**Supplied passage**.

________

Monday, June 30, 2014

The First Rock & Roll Record VIII: The White of the Ear



Okay, how does my choice of Bill Haley and the Comets’ “Crazy Man, Crazy” (1953) as the first rock & roll record look to me after almost two months?

Well, to begin with, I don’t expect any of my blogposts to have settled the issue once and for all.  Music fans will continue to dispute at what point the popular music circa the 1950s morphed into what we now think of as rock & roll.  And said fans would probably consider the musings of a musical neophyte as last on the list of voices to be heeded.  So, I’m well aware that my contemplations on the subject of any possible “first” rock & roll record carry as much weight as a feather in zero gravity.

________

**Provided material**.
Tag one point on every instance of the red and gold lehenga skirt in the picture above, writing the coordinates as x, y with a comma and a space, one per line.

________

**Required work**. Reproduce, word for word, everything in the blog post on the first rock & roll record from "Okay, how does" down to "in zero gravity.".

**Solution to the exercise**.
Okay, how does my choice of Bill Haley and the Comets’ “Crazy Man, Crazy” (1953) as the first rock & roll record look to me after almost two months?

Well, to begin with, I don’t expect any of my blogposts to have settled the issue once and for all.  Music fans will continue to dispute at what point the popular music circa the 1950s morphed into what we now think of as rock & roll.  And said fans would probably consider the musings of a musical neophyte as last on the list of voices to be heeded.  So, I’m well aware that my contemplations on the subject of any possible “first” rock & roll record carry as much weight as a feather in zero gravity.